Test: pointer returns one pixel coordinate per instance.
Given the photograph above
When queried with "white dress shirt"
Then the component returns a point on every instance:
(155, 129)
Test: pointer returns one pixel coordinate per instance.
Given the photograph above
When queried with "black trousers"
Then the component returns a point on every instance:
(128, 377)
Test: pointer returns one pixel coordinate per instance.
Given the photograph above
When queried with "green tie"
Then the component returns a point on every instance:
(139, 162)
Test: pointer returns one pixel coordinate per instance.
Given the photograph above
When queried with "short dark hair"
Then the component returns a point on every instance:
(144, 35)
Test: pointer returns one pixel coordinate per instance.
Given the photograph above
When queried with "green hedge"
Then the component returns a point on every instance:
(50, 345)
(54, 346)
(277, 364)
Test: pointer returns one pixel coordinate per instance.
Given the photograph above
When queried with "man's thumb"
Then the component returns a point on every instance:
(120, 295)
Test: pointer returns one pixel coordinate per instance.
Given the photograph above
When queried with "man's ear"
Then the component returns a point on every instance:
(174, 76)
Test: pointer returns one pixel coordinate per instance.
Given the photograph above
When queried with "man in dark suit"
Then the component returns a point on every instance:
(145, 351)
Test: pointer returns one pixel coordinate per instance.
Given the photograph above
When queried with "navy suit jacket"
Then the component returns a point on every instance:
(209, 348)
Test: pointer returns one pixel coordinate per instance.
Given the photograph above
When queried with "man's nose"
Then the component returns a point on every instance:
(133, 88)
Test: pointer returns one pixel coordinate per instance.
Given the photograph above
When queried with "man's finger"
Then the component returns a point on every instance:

▸ WHAT YOU WILL DO: Return every entry exactly as given.

▸ SOLVED EXERCISE:
Test: pointer returns one pixel coordinate per instance.
Given the photograph above
When queried with "white dress shirt"
Then the component returns a point on every instance:
(155, 129)
Test: pointer returns one pixel coordinate per instance.
Given the photograph above
When queried with "black trousers"
Then the component returns a point on every instance:
(128, 377)
Test: pointer returns one pixel coordinate per instance.
Given the photograph above
When queried with "green tie"
Then the component returns a point on every instance:
(139, 162)
Test: pointer returns one pixel coordinate per instance.
Given the photograph above
When queried with "short dark hair"
Then the component returns a point on every instance:
(144, 35)
Test: pointer returns one pixel coordinate per instance.
Given the photograph above
When queried with "green hedge"
Then the component returns a point on every instance:
(50, 345)
(54, 346)
(277, 364)
Test: pointer returns one pixel coordinate per instance.
Given the photograph above
When queried with "man's thumb"
Then the component returns a point on every instance:
(120, 295)
Test: pointer returns one pixel coordinate per instance.
Given the photograph above
When queried with "man's ear"
Then the component returns a point on every instance:
(174, 76)
Test: pointer returns one pixel coordinate per instance.
Given the photograph above
When queried with "man in dark suit"
Then the component returns a point on every instance:
(145, 351)
Test: pointer returns one pixel coordinate per instance.
Given the photograph above
When queried with "navy suit jacket"
Then the component returns a point on every instance:
(209, 348)
Test: pointer returns one pixel coordinate per instance.
Given the photograph above
When queried with "man's nose"
Then the component returns a point on every instance:
(133, 88)
Test: pointer returns one pixel coordinate per instance.
Given the photograph above
When queried with "man's finger"
Then the component returns a point on every instance:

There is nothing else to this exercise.